◆ Instructions for the task: Report, word for word, every line of the material that contains "clouds".

◆ Material for the task:

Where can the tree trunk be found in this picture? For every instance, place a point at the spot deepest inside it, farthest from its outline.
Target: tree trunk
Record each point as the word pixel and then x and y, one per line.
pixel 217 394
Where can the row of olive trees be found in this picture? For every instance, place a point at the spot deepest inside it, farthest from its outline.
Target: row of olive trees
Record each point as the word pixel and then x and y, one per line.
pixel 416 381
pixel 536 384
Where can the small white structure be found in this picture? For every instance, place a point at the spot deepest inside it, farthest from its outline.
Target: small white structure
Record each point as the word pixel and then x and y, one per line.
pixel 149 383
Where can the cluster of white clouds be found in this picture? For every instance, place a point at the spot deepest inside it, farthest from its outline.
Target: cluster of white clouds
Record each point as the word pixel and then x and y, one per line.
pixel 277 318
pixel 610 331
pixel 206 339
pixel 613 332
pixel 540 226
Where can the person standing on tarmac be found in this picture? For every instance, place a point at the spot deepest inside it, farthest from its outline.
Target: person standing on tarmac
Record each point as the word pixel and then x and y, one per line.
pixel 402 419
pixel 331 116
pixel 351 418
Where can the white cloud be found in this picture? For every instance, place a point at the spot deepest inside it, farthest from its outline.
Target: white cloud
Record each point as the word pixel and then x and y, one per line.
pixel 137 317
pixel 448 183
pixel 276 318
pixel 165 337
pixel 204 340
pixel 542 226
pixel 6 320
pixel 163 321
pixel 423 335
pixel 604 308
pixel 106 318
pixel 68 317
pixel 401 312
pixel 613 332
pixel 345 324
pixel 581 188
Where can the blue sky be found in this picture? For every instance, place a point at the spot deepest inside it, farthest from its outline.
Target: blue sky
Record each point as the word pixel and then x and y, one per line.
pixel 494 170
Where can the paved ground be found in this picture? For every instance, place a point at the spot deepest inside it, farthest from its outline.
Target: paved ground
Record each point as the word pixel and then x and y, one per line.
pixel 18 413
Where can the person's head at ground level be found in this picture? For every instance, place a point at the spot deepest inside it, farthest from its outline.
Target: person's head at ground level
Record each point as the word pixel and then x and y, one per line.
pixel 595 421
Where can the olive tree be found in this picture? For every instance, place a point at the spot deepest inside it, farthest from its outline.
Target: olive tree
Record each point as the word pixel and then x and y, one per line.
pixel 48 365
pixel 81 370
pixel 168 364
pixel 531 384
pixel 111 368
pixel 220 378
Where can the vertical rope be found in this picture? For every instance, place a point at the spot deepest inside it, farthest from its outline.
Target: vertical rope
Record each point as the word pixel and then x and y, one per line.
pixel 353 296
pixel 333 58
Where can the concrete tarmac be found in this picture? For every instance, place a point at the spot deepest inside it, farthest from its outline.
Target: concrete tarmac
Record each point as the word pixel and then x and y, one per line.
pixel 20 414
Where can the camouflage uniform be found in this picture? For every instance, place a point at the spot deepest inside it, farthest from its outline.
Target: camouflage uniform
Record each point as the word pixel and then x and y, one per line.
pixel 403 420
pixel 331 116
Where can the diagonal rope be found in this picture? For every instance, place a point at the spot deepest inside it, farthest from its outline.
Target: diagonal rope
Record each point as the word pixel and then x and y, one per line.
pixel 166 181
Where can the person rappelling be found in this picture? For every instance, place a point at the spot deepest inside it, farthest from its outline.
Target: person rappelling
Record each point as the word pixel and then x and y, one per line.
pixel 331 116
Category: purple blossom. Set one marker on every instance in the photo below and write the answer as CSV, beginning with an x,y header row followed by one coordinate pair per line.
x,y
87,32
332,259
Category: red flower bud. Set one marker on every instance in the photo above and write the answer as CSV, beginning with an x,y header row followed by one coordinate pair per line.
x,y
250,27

◆ Task response:
Where can the cluster of white clouds be found in this picture? For every instance, place a point at the spot deepest inside it, farthest from its outline.
Target: cluster of white clouds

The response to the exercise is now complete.